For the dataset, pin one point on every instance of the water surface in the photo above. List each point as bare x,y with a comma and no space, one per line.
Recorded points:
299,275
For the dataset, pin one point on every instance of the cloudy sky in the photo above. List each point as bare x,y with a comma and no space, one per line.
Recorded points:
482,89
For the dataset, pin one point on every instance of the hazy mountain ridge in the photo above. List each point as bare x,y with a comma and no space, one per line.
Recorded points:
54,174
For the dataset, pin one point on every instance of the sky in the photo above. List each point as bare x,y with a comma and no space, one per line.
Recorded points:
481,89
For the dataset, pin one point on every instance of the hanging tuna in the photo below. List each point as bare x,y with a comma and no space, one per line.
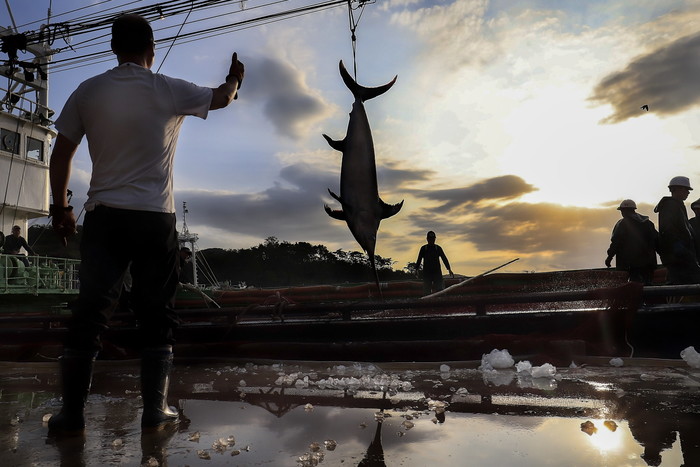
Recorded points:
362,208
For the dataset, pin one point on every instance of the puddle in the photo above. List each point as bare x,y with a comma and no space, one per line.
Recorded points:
##########
DIRECTIONS FOR THIS TASK: Could you quote all of the lines above word for word, leaving the pictures out of your answer?

COMPLETED EXERCISE:
For the dataset, pin one point on every instance of the water surface in the photo above. List each point as bare x,y with a comma and no space, one per line.
Recorded points:
299,275
For the dataset, pin one point on every instance of the cloudy sky in the photo above. List each point as bare x,y with a comma and no space, one per line.
Recorded points:
482,89
For the dataset, pin one point on every instance of the hazy mountain ridge in the photo above. List each point as bare x,y with a comma and no space, one per line.
Recorded points:
54,174
For the dataset, pin one point on every instance of the sky in the photo above. List each point as bare x,y with a comma and no space, one per line.
Recorded points:
481,89
For the dataset, pin one point on every instance of the hanging tuna in the photo below. List each point as bare x,y with a comma and no space, one per line.
Recorded points:
362,208
For the dataset, pin one point on every instance of the puddle in the photo above. List each point as bare x,y with a comma and no space, one per line.
Recorded points:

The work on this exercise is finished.